>> begin Supplied material

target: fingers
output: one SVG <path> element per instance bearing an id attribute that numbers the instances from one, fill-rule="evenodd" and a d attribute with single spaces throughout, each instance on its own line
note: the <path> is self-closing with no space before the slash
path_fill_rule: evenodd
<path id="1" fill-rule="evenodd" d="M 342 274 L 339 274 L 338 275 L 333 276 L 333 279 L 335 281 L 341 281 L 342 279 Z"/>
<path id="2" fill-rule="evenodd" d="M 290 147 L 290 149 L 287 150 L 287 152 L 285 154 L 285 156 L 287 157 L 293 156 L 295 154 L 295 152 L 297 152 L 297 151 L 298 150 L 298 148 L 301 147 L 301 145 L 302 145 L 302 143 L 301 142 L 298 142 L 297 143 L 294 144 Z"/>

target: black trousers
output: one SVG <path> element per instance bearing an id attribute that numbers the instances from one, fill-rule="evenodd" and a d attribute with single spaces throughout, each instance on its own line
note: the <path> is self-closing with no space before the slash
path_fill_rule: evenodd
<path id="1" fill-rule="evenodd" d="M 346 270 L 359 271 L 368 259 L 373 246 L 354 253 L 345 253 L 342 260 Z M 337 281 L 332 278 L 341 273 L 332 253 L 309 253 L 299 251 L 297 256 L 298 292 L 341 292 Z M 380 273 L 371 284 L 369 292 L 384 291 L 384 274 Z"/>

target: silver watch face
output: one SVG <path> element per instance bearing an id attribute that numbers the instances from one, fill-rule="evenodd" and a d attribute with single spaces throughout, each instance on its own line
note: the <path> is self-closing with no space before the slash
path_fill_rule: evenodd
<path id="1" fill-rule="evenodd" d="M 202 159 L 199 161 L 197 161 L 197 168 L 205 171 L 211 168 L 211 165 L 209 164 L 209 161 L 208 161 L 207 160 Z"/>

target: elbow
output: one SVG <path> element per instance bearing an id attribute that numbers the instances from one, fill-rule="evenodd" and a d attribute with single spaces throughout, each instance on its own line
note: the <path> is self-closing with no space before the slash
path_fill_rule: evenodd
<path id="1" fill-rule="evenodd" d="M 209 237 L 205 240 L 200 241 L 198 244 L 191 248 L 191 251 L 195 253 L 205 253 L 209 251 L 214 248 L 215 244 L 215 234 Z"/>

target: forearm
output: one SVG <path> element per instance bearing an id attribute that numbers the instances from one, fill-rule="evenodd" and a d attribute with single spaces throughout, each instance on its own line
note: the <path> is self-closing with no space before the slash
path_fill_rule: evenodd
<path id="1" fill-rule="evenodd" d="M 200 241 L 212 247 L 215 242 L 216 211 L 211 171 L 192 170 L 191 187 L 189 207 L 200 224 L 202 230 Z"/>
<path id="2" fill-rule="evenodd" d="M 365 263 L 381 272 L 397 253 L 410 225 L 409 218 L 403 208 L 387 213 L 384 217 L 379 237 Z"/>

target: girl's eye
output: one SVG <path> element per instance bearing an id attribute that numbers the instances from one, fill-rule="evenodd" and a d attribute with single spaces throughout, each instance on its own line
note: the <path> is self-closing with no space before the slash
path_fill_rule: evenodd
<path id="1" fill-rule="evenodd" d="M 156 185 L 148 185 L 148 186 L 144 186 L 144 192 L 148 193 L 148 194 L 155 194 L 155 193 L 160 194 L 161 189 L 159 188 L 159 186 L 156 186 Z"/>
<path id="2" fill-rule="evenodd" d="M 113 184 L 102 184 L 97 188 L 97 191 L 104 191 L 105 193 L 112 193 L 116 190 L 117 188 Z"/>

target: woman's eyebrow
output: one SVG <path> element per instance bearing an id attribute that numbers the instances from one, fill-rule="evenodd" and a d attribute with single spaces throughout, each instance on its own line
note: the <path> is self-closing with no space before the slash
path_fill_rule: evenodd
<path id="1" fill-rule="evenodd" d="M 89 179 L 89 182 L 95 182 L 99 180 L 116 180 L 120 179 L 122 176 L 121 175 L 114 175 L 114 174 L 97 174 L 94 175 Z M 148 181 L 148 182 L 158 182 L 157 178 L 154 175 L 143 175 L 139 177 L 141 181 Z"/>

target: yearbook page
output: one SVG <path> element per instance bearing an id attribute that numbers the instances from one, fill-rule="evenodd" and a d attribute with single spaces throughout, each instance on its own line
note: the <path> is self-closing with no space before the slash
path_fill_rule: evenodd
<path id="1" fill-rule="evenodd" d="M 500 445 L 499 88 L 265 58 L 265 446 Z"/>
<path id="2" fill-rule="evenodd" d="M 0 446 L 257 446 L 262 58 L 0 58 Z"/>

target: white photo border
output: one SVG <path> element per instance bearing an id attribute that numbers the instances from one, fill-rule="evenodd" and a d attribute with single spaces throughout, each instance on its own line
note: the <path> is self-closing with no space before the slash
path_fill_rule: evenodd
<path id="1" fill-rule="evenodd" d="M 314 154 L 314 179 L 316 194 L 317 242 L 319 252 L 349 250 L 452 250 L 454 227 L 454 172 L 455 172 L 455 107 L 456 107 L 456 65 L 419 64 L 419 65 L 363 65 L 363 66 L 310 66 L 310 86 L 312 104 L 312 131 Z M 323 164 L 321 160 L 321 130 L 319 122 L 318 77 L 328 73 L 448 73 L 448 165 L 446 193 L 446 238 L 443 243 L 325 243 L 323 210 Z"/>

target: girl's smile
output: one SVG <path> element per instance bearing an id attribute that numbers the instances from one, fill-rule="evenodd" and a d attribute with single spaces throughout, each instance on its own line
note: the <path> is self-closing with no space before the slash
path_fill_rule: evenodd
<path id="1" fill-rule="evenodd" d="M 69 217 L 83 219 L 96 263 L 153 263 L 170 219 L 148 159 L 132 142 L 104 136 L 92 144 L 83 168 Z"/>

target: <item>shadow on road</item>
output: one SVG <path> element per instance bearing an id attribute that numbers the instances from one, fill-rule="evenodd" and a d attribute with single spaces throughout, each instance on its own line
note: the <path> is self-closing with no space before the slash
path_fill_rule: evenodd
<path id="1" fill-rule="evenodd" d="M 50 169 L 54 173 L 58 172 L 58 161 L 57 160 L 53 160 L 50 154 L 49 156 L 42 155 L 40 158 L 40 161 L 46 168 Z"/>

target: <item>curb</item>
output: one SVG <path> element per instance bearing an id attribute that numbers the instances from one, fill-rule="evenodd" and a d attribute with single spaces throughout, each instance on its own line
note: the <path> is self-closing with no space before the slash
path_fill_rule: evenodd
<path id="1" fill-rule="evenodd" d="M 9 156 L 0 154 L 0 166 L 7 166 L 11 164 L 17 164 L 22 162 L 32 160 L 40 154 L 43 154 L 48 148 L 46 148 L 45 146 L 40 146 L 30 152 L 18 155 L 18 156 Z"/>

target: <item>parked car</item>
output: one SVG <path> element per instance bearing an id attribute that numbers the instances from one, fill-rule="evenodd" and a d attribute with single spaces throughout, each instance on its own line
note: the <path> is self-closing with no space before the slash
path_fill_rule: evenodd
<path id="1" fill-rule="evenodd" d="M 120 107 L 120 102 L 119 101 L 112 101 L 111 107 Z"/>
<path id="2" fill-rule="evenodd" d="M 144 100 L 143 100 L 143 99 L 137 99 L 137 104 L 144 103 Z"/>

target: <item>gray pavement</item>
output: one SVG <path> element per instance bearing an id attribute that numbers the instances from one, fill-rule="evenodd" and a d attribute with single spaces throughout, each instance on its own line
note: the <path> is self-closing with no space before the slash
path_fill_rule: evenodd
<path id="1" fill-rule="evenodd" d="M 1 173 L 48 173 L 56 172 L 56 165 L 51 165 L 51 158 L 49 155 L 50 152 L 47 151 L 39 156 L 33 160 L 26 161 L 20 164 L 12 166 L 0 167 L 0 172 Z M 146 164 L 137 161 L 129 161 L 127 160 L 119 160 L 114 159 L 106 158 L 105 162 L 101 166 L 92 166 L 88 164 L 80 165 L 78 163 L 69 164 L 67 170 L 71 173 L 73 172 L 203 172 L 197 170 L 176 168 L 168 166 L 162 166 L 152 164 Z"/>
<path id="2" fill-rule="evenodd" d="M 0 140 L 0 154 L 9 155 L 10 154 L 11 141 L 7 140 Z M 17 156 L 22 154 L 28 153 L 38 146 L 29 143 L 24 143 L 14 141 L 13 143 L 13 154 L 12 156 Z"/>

>> end Supplied material

Reproduce the data verbatim, beginning at its first line and ending with the line that contains "346 270 L 359", including that line.

target: fingers
output: one SVG <path> element per instance bearing an id attribute that numbers the instances from one, fill-rule="evenodd" and a d attribute with single spaces throughout, each instance on its own line
note: the <path> is self-closing with no space before the slash
path_fill_rule: evenodd
<path id="1" fill-rule="evenodd" d="M 342 274 L 339 274 L 338 275 L 333 276 L 333 279 L 335 281 L 341 281 L 342 279 Z"/>
<path id="2" fill-rule="evenodd" d="M 290 147 L 290 149 L 287 150 L 287 152 L 285 154 L 285 156 L 287 157 L 293 156 L 295 154 L 295 152 L 297 152 L 297 151 L 298 150 L 298 148 L 301 147 L 301 145 L 302 145 L 302 143 L 301 142 L 298 142 L 297 143 L 294 144 Z"/>

target: black trousers
output: one SVG <path> element per instance bearing an id attribute that numbers the instances from one, fill-rule="evenodd" and a d attribute with single spaces throughout, each instance on its own line
note: the <path> is self-closing with no space before the slash
path_fill_rule: evenodd
<path id="1" fill-rule="evenodd" d="M 346 270 L 359 271 L 368 259 L 373 246 L 354 253 L 345 253 L 342 260 Z M 337 281 L 332 278 L 341 273 L 332 253 L 309 253 L 299 251 L 297 256 L 298 292 L 341 292 Z M 380 273 L 371 284 L 369 292 L 384 291 L 384 274 Z"/>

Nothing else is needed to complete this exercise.